● **Goal of the exercise**:
Decide whether each statement agrees with the abstract on thiophene-doped g-C3N4: (a) the detection limit for microRNA-221 was 5.25 aM; (b) the thiophene ring serves as the electron acceptor; (c) 3D Thing-g-C3N4 showed its strong ECL performance at the anode. Answer yes or no for each, quoting the deciding words.

*** Opening Page text ***

Intramolecular D-A structure achieved excellent electrochemiluminescence of g-C3N4 originated from doping thiophene ring

Abstract

The low electrochemiluminescence (ECL) efficiency and poor ECL stability of graphitic carbon nitride (g-C3N4) under high excitation potential due to obvious electrode passivation seriously restrict its further wider application. Here, construction of intramolecular donor–acceptor (D-A) structure had proposed to well resolve above problems, which had been rarely reported. As a research model, thiophene ring (electron donor, D) with strong electron donating property was doped into the heptazine (electron acceptor, A) of 3D g-C3N4. An intramolecular D-A structure of 3D Thing-g-C3N4 was obtained, which had extended π-conjugated system and high-speed intramolecular electron transfer. As a result, 3D Thing-g-C3N4 with intramolecular D-A structure exhibiting excellent cathodic ECL performance with endogenous dissolved O2 as coreactant under lower potential. Based on the above ECL system, an ultrasensitive biosensor was assembled for microRNA-221 detection with multiple HCR based cascade amplification strategy. The target-like DNA obtained through the initial HCR process induced by target could trigger multiple HCR processes again to realize the effective amplification of the target. The constructed biosensor had excellent detection performance for microRNA-221 and the detection limit was calculated as 5.25 aM. In conclusion, construction of intramolecular D-A structure was a novel and effective way to improve the ECL performance of g-C3N4, and the newly proposed multiple HCR based cascade amplification strategy paved provided new opportunities for the detection of cancer marker in early cancer diagnosis.

*** Closing Page text ***
*** Opening Data for analysis ***

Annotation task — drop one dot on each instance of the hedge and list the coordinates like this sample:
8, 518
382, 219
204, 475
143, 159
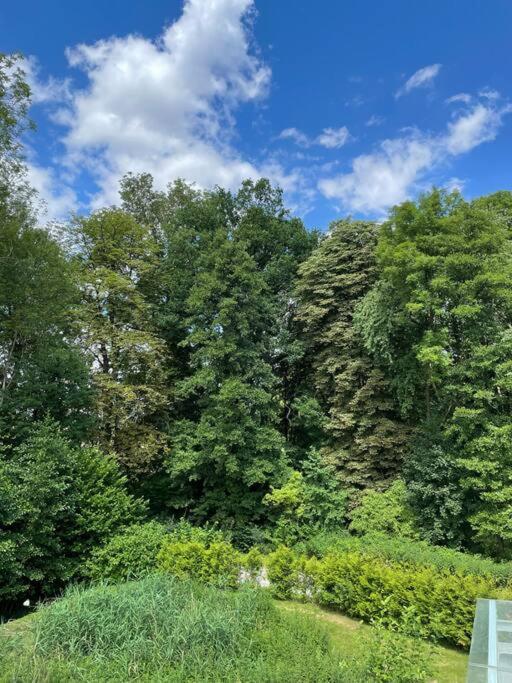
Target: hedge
432, 602
417, 553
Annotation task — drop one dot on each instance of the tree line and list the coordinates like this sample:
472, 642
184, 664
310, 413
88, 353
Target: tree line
202, 354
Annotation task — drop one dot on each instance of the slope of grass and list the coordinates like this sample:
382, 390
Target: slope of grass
350, 638
162, 629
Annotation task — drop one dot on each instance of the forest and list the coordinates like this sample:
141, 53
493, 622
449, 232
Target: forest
199, 361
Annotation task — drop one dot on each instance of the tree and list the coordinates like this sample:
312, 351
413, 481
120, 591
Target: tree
57, 502
436, 322
278, 245
41, 369
366, 439
228, 450
115, 258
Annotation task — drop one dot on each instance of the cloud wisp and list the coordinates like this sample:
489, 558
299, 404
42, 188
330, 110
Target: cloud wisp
330, 138
387, 176
165, 106
420, 79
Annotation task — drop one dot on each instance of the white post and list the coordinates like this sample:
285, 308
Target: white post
492, 645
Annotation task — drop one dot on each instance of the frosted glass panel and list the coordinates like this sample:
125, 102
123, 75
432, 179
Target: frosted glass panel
490, 657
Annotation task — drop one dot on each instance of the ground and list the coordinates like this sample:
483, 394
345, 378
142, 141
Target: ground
451, 665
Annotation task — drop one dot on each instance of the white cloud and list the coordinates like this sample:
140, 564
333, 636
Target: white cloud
387, 176
333, 138
167, 106
419, 79
463, 97
455, 183
56, 204
375, 120
296, 135
490, 94
44, 91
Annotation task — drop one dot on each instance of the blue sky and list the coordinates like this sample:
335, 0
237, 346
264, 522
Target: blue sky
351, 106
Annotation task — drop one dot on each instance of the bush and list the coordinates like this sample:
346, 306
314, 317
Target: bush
128, 555
435, 604
57, 502
415, 553
216, 564
284, 573
385, 512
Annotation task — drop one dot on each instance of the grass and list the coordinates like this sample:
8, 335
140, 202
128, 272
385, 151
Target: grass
350, 638
161, 629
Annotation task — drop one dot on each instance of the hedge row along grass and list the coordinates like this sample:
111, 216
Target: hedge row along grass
163, 629
433, 602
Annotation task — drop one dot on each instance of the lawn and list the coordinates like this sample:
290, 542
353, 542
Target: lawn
348, 636
160, 629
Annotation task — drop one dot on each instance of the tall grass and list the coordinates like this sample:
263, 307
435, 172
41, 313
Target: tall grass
162, 629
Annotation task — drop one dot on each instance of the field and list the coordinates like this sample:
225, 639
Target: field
161, 629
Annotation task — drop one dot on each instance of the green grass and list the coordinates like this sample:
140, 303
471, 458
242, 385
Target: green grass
160, 629
350, 638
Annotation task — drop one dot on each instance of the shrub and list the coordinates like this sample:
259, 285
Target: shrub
128, 555
216, 564
252, 563
436, 604
385, 512
415, 553
56, 503
283, 569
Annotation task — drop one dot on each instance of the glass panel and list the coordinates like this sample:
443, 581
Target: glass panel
490, 657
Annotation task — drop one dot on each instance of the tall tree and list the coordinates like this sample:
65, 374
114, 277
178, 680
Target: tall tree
366, 439
41, 369
115, 257
229, 448
438, 321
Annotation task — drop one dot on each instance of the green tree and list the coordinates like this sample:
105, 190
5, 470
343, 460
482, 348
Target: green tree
57, 503
366, 440
116, 256
436, 323
229, 449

*** Closing Data for analysis ***

● **Written answer**:
(a) Yes: "the detection limit was calculated as 5.25 aM"
(b) No: "thiophene ring (electron donor, D)"
(c) No: "exhibiting excellent cathodic ECL performance"